• _ACTIVITY_
Copy out every record exactly.

• _RECORDS FOR PROCESSING_
+++

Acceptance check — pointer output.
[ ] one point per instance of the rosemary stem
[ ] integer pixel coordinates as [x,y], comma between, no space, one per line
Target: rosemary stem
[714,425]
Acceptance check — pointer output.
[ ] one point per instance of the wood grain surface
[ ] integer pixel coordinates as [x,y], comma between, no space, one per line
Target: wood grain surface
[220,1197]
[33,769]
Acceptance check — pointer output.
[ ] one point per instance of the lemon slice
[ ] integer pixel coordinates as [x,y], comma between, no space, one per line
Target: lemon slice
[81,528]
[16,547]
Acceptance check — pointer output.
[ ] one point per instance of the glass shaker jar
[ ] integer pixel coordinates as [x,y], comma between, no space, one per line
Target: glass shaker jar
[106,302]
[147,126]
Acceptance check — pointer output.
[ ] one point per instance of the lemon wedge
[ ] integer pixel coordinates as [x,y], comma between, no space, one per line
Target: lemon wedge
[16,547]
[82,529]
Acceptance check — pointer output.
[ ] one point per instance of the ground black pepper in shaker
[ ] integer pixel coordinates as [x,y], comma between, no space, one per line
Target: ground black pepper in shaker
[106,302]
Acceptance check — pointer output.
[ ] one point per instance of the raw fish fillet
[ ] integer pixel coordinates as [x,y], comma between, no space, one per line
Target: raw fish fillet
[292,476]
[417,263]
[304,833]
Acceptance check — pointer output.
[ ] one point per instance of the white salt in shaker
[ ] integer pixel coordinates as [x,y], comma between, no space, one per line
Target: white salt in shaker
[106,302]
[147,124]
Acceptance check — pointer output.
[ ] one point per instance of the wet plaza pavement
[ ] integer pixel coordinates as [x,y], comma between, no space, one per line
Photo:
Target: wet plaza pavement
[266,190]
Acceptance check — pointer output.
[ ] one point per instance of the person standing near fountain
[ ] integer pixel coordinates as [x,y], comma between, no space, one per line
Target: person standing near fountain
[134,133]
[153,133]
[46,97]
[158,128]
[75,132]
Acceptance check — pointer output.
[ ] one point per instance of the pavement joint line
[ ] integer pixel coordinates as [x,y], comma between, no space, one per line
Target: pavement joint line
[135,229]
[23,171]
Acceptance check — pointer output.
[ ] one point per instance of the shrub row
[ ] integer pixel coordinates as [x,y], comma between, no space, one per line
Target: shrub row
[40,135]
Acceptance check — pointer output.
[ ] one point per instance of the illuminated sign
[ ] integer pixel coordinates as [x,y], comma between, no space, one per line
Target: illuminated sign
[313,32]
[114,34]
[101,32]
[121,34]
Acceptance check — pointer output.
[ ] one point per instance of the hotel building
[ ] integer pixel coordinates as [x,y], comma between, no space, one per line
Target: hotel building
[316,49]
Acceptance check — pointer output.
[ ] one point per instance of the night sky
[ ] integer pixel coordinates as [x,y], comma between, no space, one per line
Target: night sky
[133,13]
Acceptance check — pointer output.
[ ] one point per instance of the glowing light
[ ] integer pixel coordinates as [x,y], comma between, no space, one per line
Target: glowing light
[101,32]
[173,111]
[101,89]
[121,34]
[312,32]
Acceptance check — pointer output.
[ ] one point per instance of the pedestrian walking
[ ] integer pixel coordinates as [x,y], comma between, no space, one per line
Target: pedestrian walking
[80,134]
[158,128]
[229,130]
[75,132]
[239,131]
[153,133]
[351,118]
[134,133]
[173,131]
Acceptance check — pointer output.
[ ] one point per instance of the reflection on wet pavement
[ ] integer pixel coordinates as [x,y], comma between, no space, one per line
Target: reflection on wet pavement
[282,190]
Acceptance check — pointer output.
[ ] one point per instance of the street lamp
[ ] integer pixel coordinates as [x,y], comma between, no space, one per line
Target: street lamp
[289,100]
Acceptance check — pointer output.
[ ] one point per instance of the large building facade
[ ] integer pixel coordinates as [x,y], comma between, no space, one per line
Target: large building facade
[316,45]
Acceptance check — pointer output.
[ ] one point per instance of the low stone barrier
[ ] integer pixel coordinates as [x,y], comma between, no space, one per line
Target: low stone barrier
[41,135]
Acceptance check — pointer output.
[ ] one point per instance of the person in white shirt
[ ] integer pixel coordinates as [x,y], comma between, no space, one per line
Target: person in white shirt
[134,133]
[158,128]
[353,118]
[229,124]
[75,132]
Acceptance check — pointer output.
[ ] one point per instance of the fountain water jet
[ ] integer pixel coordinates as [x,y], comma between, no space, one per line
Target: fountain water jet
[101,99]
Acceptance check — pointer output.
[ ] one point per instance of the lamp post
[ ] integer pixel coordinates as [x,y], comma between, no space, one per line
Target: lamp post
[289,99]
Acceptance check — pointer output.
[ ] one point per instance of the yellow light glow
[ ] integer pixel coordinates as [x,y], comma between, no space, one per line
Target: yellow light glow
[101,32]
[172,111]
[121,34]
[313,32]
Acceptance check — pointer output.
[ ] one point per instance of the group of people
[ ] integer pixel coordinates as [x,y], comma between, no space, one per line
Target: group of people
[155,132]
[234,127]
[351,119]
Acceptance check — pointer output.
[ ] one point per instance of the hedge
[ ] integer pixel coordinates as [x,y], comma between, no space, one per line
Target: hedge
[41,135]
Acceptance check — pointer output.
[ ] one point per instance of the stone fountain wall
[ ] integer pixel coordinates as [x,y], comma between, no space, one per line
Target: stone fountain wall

+++

• _RESULT OF THE EXERCISE_
Acceptance check — pointer output.
[ ] one point per instance of the rosemary stem
[ ] integer pixel coordinates as [x,y], comma between, no space, one per line
Target: rosemary stem
[714,425]
Acceptance check — pointer output.
[ ] one point per instance of the wood grain surface
[ ] integer pixel coordinates as [x,y], comma between, no space, one per line
Target: wood grain surface
[220,1197]
[33,769]
Acceptance check — pointer output.
[ ] one point per instance of the lemon slice
[ ] integer pixel coordinates as [x,y], comma between, no space, one per line
Target: lemon slice
[81,528]
[16,547]
Acceptance check — pointer output.
[ ] one point per instance of the glass shaker jar
[ ] integer pixel coordinates as [x,y], comma between, no space, one per line
Target: glass shaker jar
[106,302]
[147,126]
Acceptance check — pointer output.
[ ] one point per instance of the lemon wedge
[ ] integer pixel coordinates as [x,y], comma between, no space, one per line
Target: lemon wedge
[16,547]
[82,529]
Acceptance check — pointer output.
[ ] one point per instance of the ground black pepper in shaker
[ ] integer pixel coordinates as [x,y], comma between, no space, one per line
Target: ground black pepper in shaker
[106,302]
Acceptance check — pointer output.
[ ] one point per instance of the raw fish fillet
[ ] integer pixel coordinates as [x,y], comma between, no space, one per line
Target: raw fish fillet
[292,476]
[417,263]
[304,833]
Acceptance check — pointer output.
[ ] one point per instance of the white salt in shaker
[ ] integer pixel coordinates as [x,y], comma between, no space, one per line
Target: white salt in shaker
[106,302]
[147,124]
Acceptance check — pointer output.
[ ] one point per instance of the wet plaza pavement
[ ] integer pixel coordinates as [x,y], comma between, no space, one per line
Photo:
Target: wet plaza pavement
[266,190]
Acceptance check — pointer output.
[ ] one point per instance of the person standing near fountain
[ ] integer pixel coordinates as [x,y], comma between, no space, one per line
Target: person standing near fountain
[134,133]
[153,133]
[46,97]
[158,128]
[75,132]
Acceptance check — pointer output.
[ ] one point per instance of the pavement joint line
[ ] integer pixel coordinates as [x,y], comma between, no space, one per line
Target: pavement joint line
[135,229]
[23,171]
Acceptance check — pointer output.
[ ] one point per instance of the shrub row
[ ] integer pixel coordinates as [x,y], comma between, no space, one per line
Target: shrub row
[40,135]
Acceptance check — pointer output.
[ ] one point per instance of the illuminated sign
[ ] integer pixel coordinates as [x,y], comma between, no space, one per line
Target: illuminated sign
[313,32]
[114,34]
[101,32]
[121,34]
Acceptance check — pointer output.
[ ] one point per instance of the hotel building
[ ] integer pixel coordinates as [x,y], comma between, no space, one per line
Target: hotel building
[316,49]
Acceptance check — pointer output.
[ ] one point per instance of the night sky
[ ] integer pixel coordinates as [x,y], comma between, no space, one per line
Target: night sky
[133,13]
Acceptance check — pointer output.
[ ] one point per instance of the glowing light
[ ] integer pixel coordinates as [x,y], comma between, no space, one per line
Target: glowing light
[101,32]
[173,111]
[101,89]
[121,34]
[312,32]
Acceptance check — pointer output.
[ ] one point per instance of the pedestrian walking
[ ] integer pixel coordinates as [x,y], comma between, no space, one per line
Target: pedestrian walking
[80,134]
[158,128]
[229,130]
[75,132]
[239,131]
[153,133]
[351,118]
[134,133]
[173,131]
Acceptance check — pointer output.
[ ] one point per instance of the reflection on wet pavement
[ ] integer pixel coordinates as [x,y], comma between, no space, one per line
Target: reflection on wet pavement
[282,190]
Acceptance check — pointer output.
[ ] one point per instance of the street lamp
[ ] integer pixel coordinates as [x,y], comma between, no space, one per line
Target: street lamp
[289,100]
Acceptance check — pointer output.
[ ] one point per instance of the large building facade
[ ] integer pixel coordinates as [x,y], comma between, no space, one per line
Target: large building facade
[316,45]
Acceptance check — pointer output.
[ ] one point per instance of the low stone barrier
[ ] integer pixel coordinates as [x,y], comma between, no space, one per line
Target: low stone barrier
[41,135]
Acceptance check — pointer output.
[ ] one point per instance of the person in white shirt
[ ] integer pixel coordinates as [x,y], comma between, no space, one per line
Target: person in white shirt
[134,133]
[158,128]
[353,118]
[229,124]
[75,132]
Acceptance check — pointer output.
[ ] one point per instance of the fountain water jet
[ ] integer pixel coordinates as [x,y], comma between, no space, one per line
Target: fountain water jet
[101,99]
Acceptance check — pointer output.
[ ] one point per instance of the lamp post
[ ] integer pixel coordinates as [x,y], comma between, no space, one per line
Target: lamp post
[289,99]
Acceptance check — pointer output.
[ ] one point per instance of the yellow light glow
[ ] integer pixel coordinates as [x,y], comma between, no space, one per line
Target: yellow light glow
[101,32]
[172,111]
[121,34]
[313,32]
Acceptance check — pointer output.
[ ] one point per instance of the group of people
[ ] integer pixel coordinates as [x,y], comma between, no space, one per line
Target: group of people
[155,132]
[234,127]
[351,119]
Acceptance check — pointer output.
[ ] one point per instance of the hedge
[ ] integer pixel coordinates as [x,y], comma between, no space, one per line
Target: hedge
[41,135]
Acceptance check — pointer output.
[ ] one point per instance of the stone fountain wall
[ ] integer pixel coordinates as [x,y], comma between, no space, one per line
Target: stone fountain wall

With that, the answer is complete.